● EXERCISE
Output word for word the lines from the one with "Verify that every instance of the red shirt" to the final line of the data, both ends included, but skip the pictures.

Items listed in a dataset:
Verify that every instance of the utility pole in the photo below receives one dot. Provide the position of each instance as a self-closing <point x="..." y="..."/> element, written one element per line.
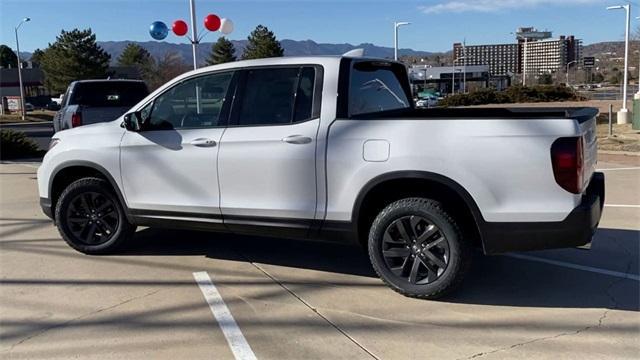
<point x="396" y="25"/>
<point x="22" y="102"/>
<point x="568" y="64"/>
<point x="623" y="114"/>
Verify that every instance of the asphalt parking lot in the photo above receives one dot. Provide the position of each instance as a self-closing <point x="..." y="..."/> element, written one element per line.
<point x="281" y="299"/>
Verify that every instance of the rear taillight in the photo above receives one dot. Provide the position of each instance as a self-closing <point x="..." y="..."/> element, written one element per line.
<point x="568" y="163"/>
<point x="76" y="120"/>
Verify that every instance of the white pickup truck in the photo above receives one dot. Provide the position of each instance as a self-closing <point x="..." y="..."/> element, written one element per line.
<point x="330" y="148"/>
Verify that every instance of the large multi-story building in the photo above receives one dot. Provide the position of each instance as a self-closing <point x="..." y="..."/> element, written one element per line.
<point x="543" y="55"/>
<point x="552" y="55"/>
<point x="502" y="59"/>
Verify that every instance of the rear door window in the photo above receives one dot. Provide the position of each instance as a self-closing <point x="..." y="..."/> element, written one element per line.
<point x="376" y="86"/>
<point x="108" y="93"/>
<point x="275" y="96"/>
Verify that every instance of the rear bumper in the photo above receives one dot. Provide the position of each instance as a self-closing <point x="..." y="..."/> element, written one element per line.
<point x="575" y="230"/>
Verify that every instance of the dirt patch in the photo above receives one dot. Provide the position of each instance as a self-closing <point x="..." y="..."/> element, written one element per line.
<point x="624" y="138"/>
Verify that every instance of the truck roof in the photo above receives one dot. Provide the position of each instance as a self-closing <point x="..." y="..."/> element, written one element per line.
<point x="105" y="80"/>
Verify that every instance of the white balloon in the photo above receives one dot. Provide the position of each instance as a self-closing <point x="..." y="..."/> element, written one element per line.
<point x="226" y="26"/>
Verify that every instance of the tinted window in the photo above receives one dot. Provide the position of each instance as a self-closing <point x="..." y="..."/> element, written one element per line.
<point x="375" y="87"/>
<point x="304" y="95"/>
<point x="277" y="96"/>
<point x="193" y="103"/>
<point x="108" y="93"/>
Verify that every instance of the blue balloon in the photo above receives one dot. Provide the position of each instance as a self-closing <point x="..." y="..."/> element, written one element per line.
<point x="158" y="30"/>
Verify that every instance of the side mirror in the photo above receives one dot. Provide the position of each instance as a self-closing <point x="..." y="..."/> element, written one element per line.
<point x="132" y="121"/>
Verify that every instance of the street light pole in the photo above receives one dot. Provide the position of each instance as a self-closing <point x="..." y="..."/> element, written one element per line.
<point x="194" y="33"/>
<point x="22" y="103"/>
<point x="568" y="64"/>
<point x="524" y="65"/>
<point x="453" y="78"/>
<point x="623" y="114"/>
<point x="464" y="66"/>
<point x="396" y="25"/>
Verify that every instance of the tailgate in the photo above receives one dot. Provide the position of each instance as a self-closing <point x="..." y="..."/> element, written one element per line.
<point x="590" y="148"/>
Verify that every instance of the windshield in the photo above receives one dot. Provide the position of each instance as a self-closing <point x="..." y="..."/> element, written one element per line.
<point x="108" y="93"/>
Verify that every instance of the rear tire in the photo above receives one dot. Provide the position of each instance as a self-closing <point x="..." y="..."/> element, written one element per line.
<point x="90" y="217"/>
<point x="417" y="249"/>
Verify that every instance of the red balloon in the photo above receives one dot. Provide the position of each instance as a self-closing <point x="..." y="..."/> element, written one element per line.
<point x="212" y="22"/>
<point x="179" y="27"/>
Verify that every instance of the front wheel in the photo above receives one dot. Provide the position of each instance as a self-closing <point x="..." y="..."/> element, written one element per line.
<point x="417" y="249"/>
<point x="90" y="218"/>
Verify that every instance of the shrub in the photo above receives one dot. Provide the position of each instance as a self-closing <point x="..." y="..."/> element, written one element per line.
<point x="14" y="144"/>
<point x="514" y="94"/>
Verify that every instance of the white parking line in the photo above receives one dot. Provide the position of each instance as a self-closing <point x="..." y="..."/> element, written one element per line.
<point x="238" y="344"/>
<point x="615" y="169"/>
<point x="577" y="267"/>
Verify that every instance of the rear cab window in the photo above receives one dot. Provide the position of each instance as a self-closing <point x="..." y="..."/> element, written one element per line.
<point x="278" y="96"/>
<point x="108" y="93"/>
<point x="376" y="86"/>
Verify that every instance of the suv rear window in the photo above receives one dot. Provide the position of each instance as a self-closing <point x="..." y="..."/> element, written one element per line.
<point x="376" y="86"/>
<point x="108" y="93"/>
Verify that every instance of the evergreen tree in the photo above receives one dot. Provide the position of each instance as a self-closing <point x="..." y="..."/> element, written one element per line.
<point x="134" y="55"/>
<point x="221" y="52"/>
<point x="262" y="44"/>
<point x="164" y="69"/>
<point x="74" y="55"/>
<point x="7" y="57"/>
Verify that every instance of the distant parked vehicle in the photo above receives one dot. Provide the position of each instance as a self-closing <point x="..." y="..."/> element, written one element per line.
<point x="58" y="100"/>
<point x="94" y="101"/>
<point x="53" y="106"/>
<point x="427" y="101"/>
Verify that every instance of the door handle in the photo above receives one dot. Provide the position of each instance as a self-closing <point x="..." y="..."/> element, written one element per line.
<point x="297" y="139"/>
<point x="203" y="142"/>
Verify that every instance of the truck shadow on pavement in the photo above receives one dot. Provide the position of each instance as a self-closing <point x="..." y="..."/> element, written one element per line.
<point x="494" y="280"/>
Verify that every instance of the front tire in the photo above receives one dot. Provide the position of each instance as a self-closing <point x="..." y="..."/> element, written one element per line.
<point x="417" y="249"/>
<point x="90" y="217"/>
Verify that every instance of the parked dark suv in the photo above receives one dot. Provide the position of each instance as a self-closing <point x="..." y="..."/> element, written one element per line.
<point x="93" y="101"/>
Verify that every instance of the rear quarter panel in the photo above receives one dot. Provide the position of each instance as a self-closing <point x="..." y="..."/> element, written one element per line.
<point x="505" y="165"/>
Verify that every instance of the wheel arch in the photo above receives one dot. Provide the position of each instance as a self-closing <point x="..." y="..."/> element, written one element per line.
<point x="386" y="188"/>
<point x="70" y="171"/>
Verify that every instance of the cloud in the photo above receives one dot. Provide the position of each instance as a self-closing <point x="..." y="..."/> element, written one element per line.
<point x="486" y="6"/>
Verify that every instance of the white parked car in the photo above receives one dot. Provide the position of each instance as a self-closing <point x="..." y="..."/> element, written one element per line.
<point x="427" y="102"/>
<point x="330" y="148"/>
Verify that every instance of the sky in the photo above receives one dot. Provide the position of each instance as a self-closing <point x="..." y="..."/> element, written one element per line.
<point x="435" y="24"/>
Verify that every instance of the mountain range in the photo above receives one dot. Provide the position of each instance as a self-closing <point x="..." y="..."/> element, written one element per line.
<point x="298" y="48"/>
<point x="291" y="48"/>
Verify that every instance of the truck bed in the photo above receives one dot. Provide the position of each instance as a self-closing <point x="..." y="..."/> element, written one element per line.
<point x="581" y="114"/>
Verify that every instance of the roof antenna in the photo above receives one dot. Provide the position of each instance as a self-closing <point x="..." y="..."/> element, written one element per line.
<point x="354" y="53"/>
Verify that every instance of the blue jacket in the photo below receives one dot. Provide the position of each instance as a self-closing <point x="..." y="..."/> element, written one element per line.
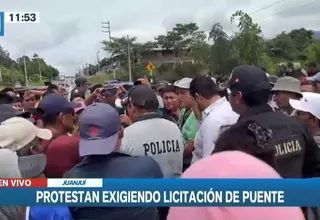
<point x="49" y="213"/>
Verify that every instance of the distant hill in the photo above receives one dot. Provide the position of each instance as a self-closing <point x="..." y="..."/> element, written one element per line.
<point x="316" y="35"/>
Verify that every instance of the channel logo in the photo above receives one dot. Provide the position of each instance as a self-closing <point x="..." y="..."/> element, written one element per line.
<point x="1" y="24"/>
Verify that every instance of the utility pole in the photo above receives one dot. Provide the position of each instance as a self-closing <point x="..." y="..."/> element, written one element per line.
<point x="40" y="73"/>
<point x="25" y="70"/>
<point x="105" y="25"/>
<point x="98" y="62"/>
<point x="129" y="58"/>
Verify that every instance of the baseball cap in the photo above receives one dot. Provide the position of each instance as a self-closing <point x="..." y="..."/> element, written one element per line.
<point x="315" y="78"/>
<point x="8" y="111"/>
<point x="109" y="90"/>
<point x="80" y="80"/>
<point x="142" y="96"/>
<point x="80" y="108"/>
<point x="273" y="79"/>
<point x="99" y="126"/>
<point x="17" y="132"/>
<point x="183" y="83"/>
<point x="312" y="64"/>
<point x="308" y="103"/>
<point x="287" y="84"/>
<point x="247" y="78"/>
<point x="13" y="166"/>
<point x="161" y="85"/>
<point x="53" y="104"/>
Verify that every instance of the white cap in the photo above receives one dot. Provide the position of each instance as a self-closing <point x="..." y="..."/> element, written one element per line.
<point x="183" y="83"/>
<point x="308" y="103"/>
<point x="16" y="133"/>
<point x="9" y="167"/>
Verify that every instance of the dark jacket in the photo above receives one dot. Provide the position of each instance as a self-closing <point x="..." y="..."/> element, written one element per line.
<point x="115" y="165"/>
<point x="296" y="153"/>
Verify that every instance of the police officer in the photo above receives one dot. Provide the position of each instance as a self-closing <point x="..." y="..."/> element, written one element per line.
<point x="152" y="135"/>
<point x="296" y="153"/>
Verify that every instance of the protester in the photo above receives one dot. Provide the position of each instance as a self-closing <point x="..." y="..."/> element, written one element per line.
<point x="57" y="116"/>
<point x="272" y="81"/>
<point x="312" y="69"/>
<point x="81" y="87"/>
<point x="9" y="91"/>
<point x="296" y="153"/>
<point x="158" y="138"/>
<point x="9" y="168"/>
<point x="8" y="111"/>
<point x="17" y="104"/>
<point x="29" y="101"/>
<point x="233" y="164"/>
<point x="316" y="79"/>
<point x="23" y="137"/>
<point x="217" y="113"/>
<point x="286" y="88"/>
<point x="100" y="140"/>
<point x="188" y="122"/>
<point x="308" y="112"/>
<point x="254" y="138"/>
<point x="171" y="109"/>
<point x="77" y="112"/>
<point x="6" y="99"/>
<point x="309" y="86"/>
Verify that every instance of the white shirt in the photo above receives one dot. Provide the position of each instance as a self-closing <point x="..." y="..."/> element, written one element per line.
<point x="218" y="114"/>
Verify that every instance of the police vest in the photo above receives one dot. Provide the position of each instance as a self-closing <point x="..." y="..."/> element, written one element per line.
<point x="158" y="138"/>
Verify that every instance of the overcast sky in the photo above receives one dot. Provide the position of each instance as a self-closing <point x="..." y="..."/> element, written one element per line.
<point x="69" y="32"/>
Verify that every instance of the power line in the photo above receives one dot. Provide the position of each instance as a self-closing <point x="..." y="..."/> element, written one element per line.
<point x="288" y="9"/>
<point x="266" y="7"/>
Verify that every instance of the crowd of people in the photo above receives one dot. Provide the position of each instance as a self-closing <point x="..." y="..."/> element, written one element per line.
<point x="256" y="126"/>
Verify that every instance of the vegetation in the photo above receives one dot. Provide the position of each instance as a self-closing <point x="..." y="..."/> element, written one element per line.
<point x="213" y="52"/>
<point x="12" y="71"/>
<point x="216" y="51"/>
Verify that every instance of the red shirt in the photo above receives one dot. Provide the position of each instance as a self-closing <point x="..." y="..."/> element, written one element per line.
<point x="62" y="154"/>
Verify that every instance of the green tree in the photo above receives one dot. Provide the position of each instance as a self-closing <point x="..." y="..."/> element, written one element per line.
<point x="222" y="58"/>
<point x="248" y="41"/>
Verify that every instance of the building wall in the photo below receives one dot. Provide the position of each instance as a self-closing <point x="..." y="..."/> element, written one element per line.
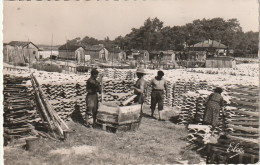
<point x="13" y="54"/>
<point x="30" y="53"/>
<point x="47" y="53"/>
<point x="80" y="53"/>
<point x="93" y="54"/>
<point x="220" y="63"/>
<point x="146" y="56"/>
<point x="68" y="55"/>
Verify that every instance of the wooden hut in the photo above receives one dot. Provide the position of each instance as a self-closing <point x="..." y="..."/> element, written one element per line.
<point x="71" y="52"/>
<point x="20" y="52"/>
<point x="140" y="55"/>
<point x="97" y="52"/>
<point x="220" y="62"/>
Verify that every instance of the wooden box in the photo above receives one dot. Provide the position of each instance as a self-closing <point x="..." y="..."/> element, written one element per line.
<point x="115" y="118"/>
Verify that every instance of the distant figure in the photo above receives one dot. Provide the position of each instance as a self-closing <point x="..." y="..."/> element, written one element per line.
<point x="93" y="88"/>
<point x="158" y="86"/>
<point x="140" y="86"/>
<point x="213" y="106"/>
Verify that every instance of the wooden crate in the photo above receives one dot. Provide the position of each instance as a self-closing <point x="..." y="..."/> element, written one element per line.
<point x="115" y="118"/>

● REPLY
Verify that every instance of the red shirt in the photo above receives one dot. Provide the position of each instance as a self-closing <point x="..." y="..."/> element, written one element per line.
<point x="62" y="154"/>
Verify that every instance of the green tree in the photo above receives one dot. Provide the position of each instance as a self-closing <point x="..." y="..."/> element, written one element per line.
<point x="222" y="58"/>
<point x="248" y="41"/>
Verify that every instance of the building wall in the photo below receives one dot. Provide the position of each instance as a self-closing <point x="..." y="..."/> element, written one element per line.
<point x="13" y="54"/>
<point x="30" y="53"/>
<point x="47" y="53"/>
<point x="80" y="53"/>
<point x="93" y="54"/>
<point x="220" y="63"/>
<point x="146" y="56"/>
<point x="68" y="55"/>
Verify that every instance of the wooden hut in the photo above receives one dot. Provide the position of each instance as a self-closing <point x="..." y="..."/> element, written one element per line.
<point x="71" y="52"/>
<point x="20" y="52"/>
<point x="140" y="55"/>
<point x="97" y="52"/>
<point x="220" y="62"/>
Verify that every instance of the wooden box in the photo above receives one dot. Provide the position of each instance as a self-closing <point x="..." y="..."/> element, written one element per line.
<point x="115" y="118"/>
Verify that every instance of the distant figure in the photo above receives one dot. Provide the position of each instance as a self-closing <point x="..." y="..."/> element, written one element per line.
<point x="93" y="88"/>
<point x="158" y="86"/>
<point x="140" y="86"/>
<point x="213" y="106"/>
Verify that every instance of the wooden crate in the photo above receives one dot. Provide the position of each instance as a self-closing <point x="..." y="..."/> element, written one element per line.
<point x="115" y="118"/>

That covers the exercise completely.